> **Data for the task**

■ ■ ■ ■

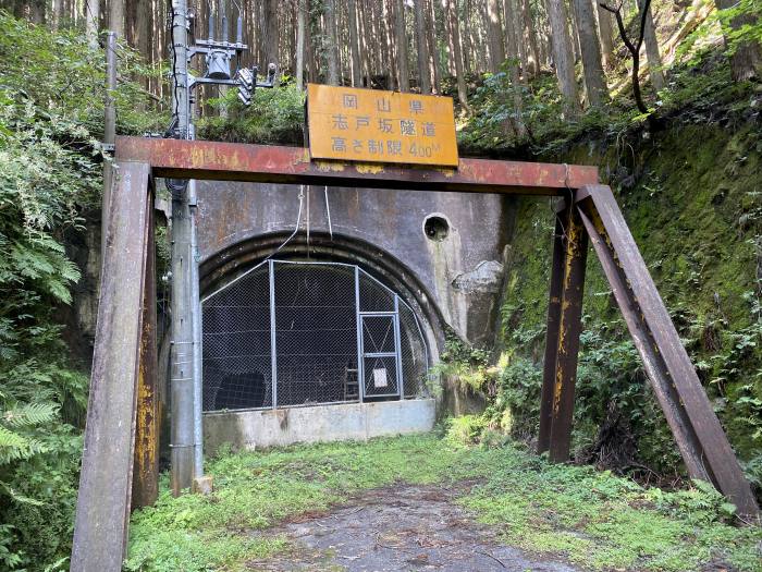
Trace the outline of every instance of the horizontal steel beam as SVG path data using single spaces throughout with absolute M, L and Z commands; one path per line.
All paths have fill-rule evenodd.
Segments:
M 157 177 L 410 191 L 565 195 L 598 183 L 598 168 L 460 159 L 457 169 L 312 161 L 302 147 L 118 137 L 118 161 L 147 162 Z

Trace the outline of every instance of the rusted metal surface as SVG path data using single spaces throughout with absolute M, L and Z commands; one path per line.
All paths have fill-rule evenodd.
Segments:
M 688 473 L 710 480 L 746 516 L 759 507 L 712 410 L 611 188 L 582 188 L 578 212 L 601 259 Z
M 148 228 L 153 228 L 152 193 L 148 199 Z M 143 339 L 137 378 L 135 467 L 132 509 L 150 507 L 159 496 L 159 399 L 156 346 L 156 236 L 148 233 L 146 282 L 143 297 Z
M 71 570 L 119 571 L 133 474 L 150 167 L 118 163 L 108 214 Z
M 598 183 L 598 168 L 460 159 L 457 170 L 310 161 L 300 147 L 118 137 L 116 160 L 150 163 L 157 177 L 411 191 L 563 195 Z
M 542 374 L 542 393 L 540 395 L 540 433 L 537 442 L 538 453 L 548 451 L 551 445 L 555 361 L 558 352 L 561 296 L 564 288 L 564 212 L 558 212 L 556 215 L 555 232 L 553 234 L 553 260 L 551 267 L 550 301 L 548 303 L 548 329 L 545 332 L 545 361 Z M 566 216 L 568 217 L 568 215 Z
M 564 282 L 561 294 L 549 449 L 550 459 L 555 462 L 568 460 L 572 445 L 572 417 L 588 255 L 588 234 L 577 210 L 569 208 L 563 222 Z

■ ■ ■ ■

> **What is asked**
Render the data above as a numbered list, one line per item, leaving out blank lines and the picture.

> **Exercise answer**
1. Trace the outline of every instance of the horizontal steel beam as SVG path data using single spaces throughout with absolute M, L and Z commands; one path per line.
2. All paths have fill-rule evenodd.
3. Segments:
4. M 157 177 L 410 191 L 565 195 L 598 183 L 598 168 L 460 159 L 457 169 L 312 161 L 302 147 L 118 137 L 118 161 L 147 162 Z
5. Trace the outline of every instance of the rusted metal surface as SVG path data using single spaces throughout with absolute M, L and Z commands; one path per line.
6. All paths have fill-rule evenodd.
7. Segments:
8. M 688 473 L 710 480 L 746 516 L 759 507 L 712 410 L 611 188 L 582 188 L 578 212 L 601 259 Z
9. M 148 228 L 153 228 L 152 193 L 148 199 Z M 143 339 L 137 378 L 135 467 L 132 509 L 150 507 L 159 496 L 159 399 L 156 346 L 156 236 L 148 233 L 146 282 L 143 297 Z
10. M 71 570 L 119 571 L 133 474 L 150 167 L 118 163 L 108 214 Z
11. M 598 183 L 598 168 L 460 159 L 457 170 L 310 161 L 300 147 L 118 137 L 116 160 L 150 163 L 157 177 L 411 191 L 563 195 Z
12. M 542 374 L 542 393 L 540 395 L 540 433 L 537 442 L 538 453 L 548 451 L 551 445 L 555 361 L 558 352 L 561 296 L 564 288 L 564 212 L 558 212 L 556 215 L 555 232 L 553 234 L 553 260 L 551 267 L 550 301 L 548 303 L 548 329 L 545 332 L 545 361 Z M 566 216 L 568 217 L 568 215 Z
13. M 564 282 L 561 294 L 549 449 L 550 459 L 555 462 L 568 460 L 572 445 L 572 417 L 588 255 L 588 234 L 577 210 L 569 208 L 563 222 Z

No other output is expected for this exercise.